Stated exercise
Quote every one of the records below word for word, without any alteration.

Items listed in a dataset:
+--

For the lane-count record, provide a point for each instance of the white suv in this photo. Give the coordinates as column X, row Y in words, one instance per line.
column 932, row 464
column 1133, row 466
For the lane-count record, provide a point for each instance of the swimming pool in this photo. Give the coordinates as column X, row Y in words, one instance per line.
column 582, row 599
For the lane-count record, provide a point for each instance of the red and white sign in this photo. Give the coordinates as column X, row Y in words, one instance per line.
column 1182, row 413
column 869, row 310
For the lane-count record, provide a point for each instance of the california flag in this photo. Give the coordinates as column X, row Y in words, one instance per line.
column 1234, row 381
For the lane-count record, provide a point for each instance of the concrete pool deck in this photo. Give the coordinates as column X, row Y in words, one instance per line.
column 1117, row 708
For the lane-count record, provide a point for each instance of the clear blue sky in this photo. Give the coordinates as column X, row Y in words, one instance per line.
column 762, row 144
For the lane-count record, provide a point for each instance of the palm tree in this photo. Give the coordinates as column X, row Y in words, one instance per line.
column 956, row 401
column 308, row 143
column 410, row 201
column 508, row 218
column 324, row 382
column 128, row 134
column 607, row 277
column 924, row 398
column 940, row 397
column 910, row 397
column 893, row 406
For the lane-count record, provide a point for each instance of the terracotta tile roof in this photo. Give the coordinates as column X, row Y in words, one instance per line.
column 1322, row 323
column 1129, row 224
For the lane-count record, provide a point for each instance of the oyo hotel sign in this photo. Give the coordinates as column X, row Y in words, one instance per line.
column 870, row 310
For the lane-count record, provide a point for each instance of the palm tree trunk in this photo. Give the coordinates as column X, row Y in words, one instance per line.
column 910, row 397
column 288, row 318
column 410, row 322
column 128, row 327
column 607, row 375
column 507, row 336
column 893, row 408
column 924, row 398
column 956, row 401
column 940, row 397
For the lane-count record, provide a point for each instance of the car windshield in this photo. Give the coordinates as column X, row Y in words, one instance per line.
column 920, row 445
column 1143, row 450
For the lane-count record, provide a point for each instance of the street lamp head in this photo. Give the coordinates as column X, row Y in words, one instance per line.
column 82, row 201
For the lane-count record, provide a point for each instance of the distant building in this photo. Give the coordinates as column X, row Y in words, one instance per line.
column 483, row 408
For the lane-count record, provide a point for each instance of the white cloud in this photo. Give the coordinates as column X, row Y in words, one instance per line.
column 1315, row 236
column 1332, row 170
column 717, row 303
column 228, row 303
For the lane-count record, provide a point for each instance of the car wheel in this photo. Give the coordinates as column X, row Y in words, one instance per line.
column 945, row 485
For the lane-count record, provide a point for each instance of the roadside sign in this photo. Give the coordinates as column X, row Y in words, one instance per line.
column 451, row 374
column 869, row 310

+--

Correct response
For the lane-count record, provide a point for each instance of the white suv in this photo. Give the coordinates as column X, row Y in words, one instance per line.
column 932, row 464
column 1133, row 466
For the lane-count record, provide a point for each instance of the swimming pool in this photo. Give the coordinates as column X, row Y in words, one instance per line.
column 582, row 599
For the lane-count record, provide a point for each instance of the red and white sign in this photo. Give the coordinates as column X, row Y in words, one instance per line.
column 1182, row 413
column 869, row 310
For the lane-count record, provide a point for each instance of the california flag in this photo. Give the coordinates as column X, row Y in words, one instance per line.
column 1234, row 381
For the lane-count record, provide a point for each instance of the concrete pool deck in this photo. Give the coordinates as column X, row Y in words, one instance per line.
column 1117, row 708
For the lane-count record, provide a point for each instance of the clear blue sky in this photo. Give the coordinates as column X, row Y in words, one instance per line.
column 762, row 144
For the lane-count record, provide a point for each instance of the palm tree in this photo. Give the coordinates as column X, row Y in words, one instance per line.
column 956, row 401
column 308, row 143
column 410, row 201
column 508, row 218
column 324, row 382
column 128, row 134
column 607, row 277
column 924, row 398
column 940, row 397
column 910, row 397
column 893, row 406
For the lane-count record, provide a point for each instance of the terracotta tile roof in this photo. Give the coordinates as column X, row Y in words, one instance per line.
column 1322, row 323
column 1129, row 224
For the lane-count record, provide a point for each instance of the oyo hotel sign in this photo. Give the coordinates as column X, row Y in words, one instance per line.
column 870, row 310
For the lane-count record, provide a point for each instance of the palm tree trunk in this photo. Give the coordinates as column X, row Y in words, one instance per line.
column 910, row 397
column 288, row 318
column 410, row 322
column 128, row 327
column 607, row 375
column 507, row 336
column 893, row 408
column 924, row 398
column 956, row 401
column 940, row 397
For the lane-count record, provide a point for each instance of the car windshield in this photo. Give the coordinates as column X, row Y in words, one instance per line.
column 920, row 445
column 1143, row 450
For the lane-count record, provide a point for each instance of the street lamp head in this photo. Give the coordinates as column X, row Y in words, one instance per line.
column 82, row 201
For the lane-count record, provide a point for each instance of the distant building in this photo. Give the coordinates as column X, row Y in words, one instance per line.
column 483, row 408
For the lane-count record, provide a point for each instance of the white cloud in this photo. Give the coordinates as column X, row Y in words, one instance per line.
column 1315, row 236
column 1332, row 170
column 717, row 303
column 228, row 303
For the lane-count record, provide a point for each instance of the car wheel in this photo. Give the coordinates as column X, row Y in words, one instance per line.
column 945, row 485
For the lane-count record, provide a point for each instance of the roadside sign in this photo. Give the coordinates as column X, row Y in words, one instance per line.
column 451, row 374
column 869, row 310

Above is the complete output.